What is expected:
Please copy out the listing below with "marker" swapped for "point" at every occurrence and nothing else altered. Leave the pictures out of your copy.

Stored rows:
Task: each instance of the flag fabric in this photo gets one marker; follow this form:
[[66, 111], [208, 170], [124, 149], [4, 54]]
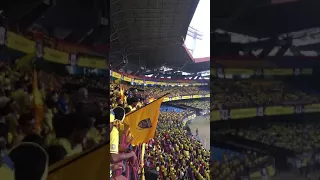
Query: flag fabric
[[143, 122], [121, 93], [37, 100]]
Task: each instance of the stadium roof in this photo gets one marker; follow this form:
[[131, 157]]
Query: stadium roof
[[262, 29], [75, 21], [150, 33], [265, 19]]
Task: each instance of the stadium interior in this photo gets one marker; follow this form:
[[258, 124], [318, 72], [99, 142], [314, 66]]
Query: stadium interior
[[265, 90], [69, 66]]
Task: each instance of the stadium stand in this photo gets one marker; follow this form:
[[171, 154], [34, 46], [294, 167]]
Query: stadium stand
[[53, 116], [173, 144]]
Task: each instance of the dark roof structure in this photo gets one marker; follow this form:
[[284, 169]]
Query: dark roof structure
[[276, 28], [74, 21], [150, 34]]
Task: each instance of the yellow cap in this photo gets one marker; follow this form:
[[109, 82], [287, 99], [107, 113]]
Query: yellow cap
[[112, 117]]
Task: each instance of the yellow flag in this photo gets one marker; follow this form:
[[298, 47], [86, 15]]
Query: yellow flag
[[143, 122], [37, 100]]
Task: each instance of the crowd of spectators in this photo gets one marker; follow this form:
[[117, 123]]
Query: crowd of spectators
[[237, 166], [248, 93], [158, 91], [73, 120], [199, 104], [291, 136], [174, 152]]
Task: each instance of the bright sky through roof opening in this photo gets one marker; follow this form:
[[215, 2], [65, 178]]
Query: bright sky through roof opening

Response to this exercise:
Task: each instance of the flag fabric in this photo gets one point; follow this form:
[[66, 111], [208, 170], [124, 149], [4, 54]]
Query: flag fabric
[[143, 122], [121, 93], [37, 100]]
Task: each instance of the stadium roof in this photo gets one point; follow this form:
[[131, 157]]
Query: stadium roof
[[262, 29], [75, 21], [150, 33], [265, 19]]
Task: each instance of the stadium interior in this photo gets one point; follow this form:
[[258, 124], [318, 72], [99, 142], [314, 66]]
Query: stadium interior
[[265, 90], [69, 66]]
Task: each instance of the stadium stand in this photo gets one point; follow this form:
[[171, 154], [34, 46], [294, 167]]
Query: stadium stand
[[53, 116], [173, 144]]
Task: each instance of the dark roof structure in this photo gets one point; follow this form:
[[284, 169]]
Query: dark roof structure
[[276, 28], [74, 21], [150, 34]]
Task: each instance of the yellow cap in this photo gets one point; follow this form:
[[109, 82], [287, 99], [107, 113]]
Query: yellow cap
[[112, 117]]
Task: each instance of the yellow flag in this photo gets one point; follow this form:
[[298, 47], [86, 15]]
Query: yellow flag
[[143, 122], [37, 100]]
Task: each instance of the crowd of spectators in this photo gets one point; follow this form:
[[117, 123]]
Query: crowd of spectators
[[237, 166], [248, 93], [158, 91], [73, 120], [199, 104], [291, 136], [174, 152]]
Task: each instance of the bright sky through roof opening in this photo gets one point; follow this form:
[[215, 2], [65, 178]]
Query: bright sky through roof opening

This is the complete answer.